→ **DIRECTIONS FOR THIS TASK**:
Reproduce all of the records below, substituting "marker" for each occurrence of "keypoint" and leaving every other character unchanged. Leave the pictures out of the reproduced text.

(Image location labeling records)
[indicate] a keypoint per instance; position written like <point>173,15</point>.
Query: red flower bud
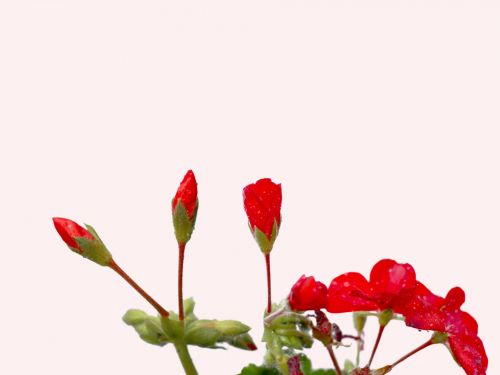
<point>307,294</point>
<point>69,230</point>
<point>262,202</point>
<point>187,193</point>
<point>185,207</point>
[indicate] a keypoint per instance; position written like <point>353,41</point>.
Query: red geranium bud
<point>69,230</point>
<point>187,193</point>
<point>83,241</point>
<point>185,207</point>
<point>307,294</point>
<point>262,202</point>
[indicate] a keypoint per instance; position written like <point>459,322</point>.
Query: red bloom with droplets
<point>69,230</point>
<point>262,202</point>
<point>430,312</point>
<point>187,193</point>
<point>391,285</point>
<point>307,294</point>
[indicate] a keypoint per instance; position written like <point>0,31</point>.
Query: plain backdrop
<point>379,118</point>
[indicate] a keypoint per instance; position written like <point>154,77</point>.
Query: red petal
<point>68,230</point>
<point>461,323</point>
<point>391,278</point>
<point>469,353</point>
<point>349,292</point>
<point>454,299</point>
<point>262,202</point>
<point>187,193</point>
<point>307,294</point>
<point>423,310</point>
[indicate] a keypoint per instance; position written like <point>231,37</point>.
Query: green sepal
<point>94,250</point>
<point>359,320</point>
<point>173,328</point>
<point>202,333</point>
<point>147,327</point>
<point>348,366</point>
<point>183,225</point>
<point>231,327</point>
<point>189,306</point>
<point>259,370</point>
<point>439,337</point>
<point>134,316</point>
<point>307,369</point>
<point>265,244</point>
<point>384,317</point>
<point>243,341</point>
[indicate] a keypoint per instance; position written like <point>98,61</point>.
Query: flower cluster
<point>391,291</point>
<point>393,287</point>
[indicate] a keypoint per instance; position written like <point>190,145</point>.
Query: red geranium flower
<point>262,202</point>
<point>307,294</point>
<point>187,193</point>
<point>430,312</point>
<point>69,230</point>
<point>391,284</point>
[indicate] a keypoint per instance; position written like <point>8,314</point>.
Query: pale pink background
<point>380,119</point>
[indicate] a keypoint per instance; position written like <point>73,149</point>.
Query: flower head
<point>185,208</point>
<point>391,284</point>
<point>307,294</point>
<point>187,193</point>
<point>262,202</point>
<point>69,231</point>
<point>427,311</point>
<point>82,241</point>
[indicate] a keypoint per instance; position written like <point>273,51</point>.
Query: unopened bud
<point>83,241</point>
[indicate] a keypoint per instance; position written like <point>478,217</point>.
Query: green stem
<point>182,247</point>
<point>414,351</point>
<point>334,359</point>
<point>185,357</point>
<point>380,331</point>
<point>268,273</point>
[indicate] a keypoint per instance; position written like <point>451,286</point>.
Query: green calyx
<point>183,225</point>
<point>206,333</point>
<point>359,320</point>
<point>265,243</point>
<point>149,328</point>
<point>384,317</point>
<point>94,250</point>
<point>439,338</point>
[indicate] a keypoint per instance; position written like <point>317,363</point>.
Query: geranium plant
<point>392,292</point>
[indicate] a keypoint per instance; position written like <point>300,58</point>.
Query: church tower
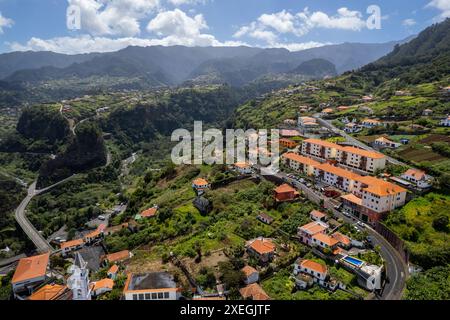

→ **RIGHT ANSWER**:
[indicate] a marker per instance; position written like <point>173,15</point>.
Query: red flower bud
<point>307,294</point>
<point>69,230</point>
<point>262,202</point>
<point>187,193</point>
<point>185,207</point>
[indicate] a marker per instance; position written like <point>353,41</point>.
Query: red geranium bud
<point>69,230</point>
<point>187,193</point>
<point>83,241</point>
<point>185,207</point>
<point>307,294</point>
<point>262,202</point>
[indicate] a marker per instance; position written like <point>459,322</point>.
Query: red bloom with droplets
<point>69,230</point>
<point>262,202</point>
<point>430,312</point>
<point>187,193</point>
<point>391,285</point>
<point>307,294</point>
[indicate] a marker per instance; position written like <point>0,31</point>.
Query: plain backdrop
<point>379,118</point>
[indicate] a marker per instance; position written like <point>154,77</point>.
Query: red petal
<point>68,230</point>
<point>461,323</point>
<point>391,278</point>
<point>469,353</point>
<point>349,292</point>
<point>454,299</point>
<point>262,202</point>
<point>187,193</point>
<point>307,294</point>
<point>423,310</point>
[indicate] a marker per instance; position written like <point>231,37</point>.
Query: green sepal
<point>94,250</point>
<point>359,320</point>
<point>173,328</point>
<point>202,333</point>
<point>147,327</point>
<point>348,366</point>
<point>183,225</point>
<point>231,327</point>
<point>189,306</point>
<point>259,370</point>
<point>439,337</point>
<point>134,316</point>
<point>307,369</point>
<point>265,244</point>
<point>384,317</point>
<point>243,341</point>
[indicate] a marker per instance; position written like <point>98,61</point>.
Query: flower cluster
<point>391,291</point>
<point>393,287</point>
[indicate] a marker per instance; position written like <point>190,145</point>.
Query: red geranium flower
<point>262,202</point>
<point>307,294</point>
<point>187,193</point>
<point>430,312</point>
<point>69,230</point>
<point>391,284</point>
[indicate] a marker per instance; position written like <point>8,314</point>.
Query: pale pink background
<point>380,119</point>
[indicate] a marker per instance; position written like <point>73,149</point>.
Query: flower head
<point>185,208</point>
<point>391,284</point>
<point>307,294</point>
<point>187,193</point>
<point>262,202</point>
<point>69,231</point>
<point>427,311</point>
<point>82,241</point>
[indicate] a marker per instance; position written like <point>273,51</point>.
Query: unopened bud
<point>83,241</point>
[indicate] a marker per instance; position written like <point>478,217</point>.
Query: green stem
<point>182,247</point>
<point>414,351</point>
<point>334,359</point>
<point>185,357</point>
<point>380,331</point>
<point>268,273</point>
[indicate] a marker per instance; position written like <point>451,286</point>.
Query: green calyx
<point>183,225</point>
<point>206,333</point>
<point>359,320</point>
<point>265,243</point>
<point>149,328</point>
<point>384,317</point>
<point>94,250</point>
<point>439,338</point>
[indicate] a marker per instance; position written like <point>317,363</point>.
Query: geranium plant
<point>392,292</point>
[indicate] a marker per instance; position written like <point>300,58</point>.
Query: church tower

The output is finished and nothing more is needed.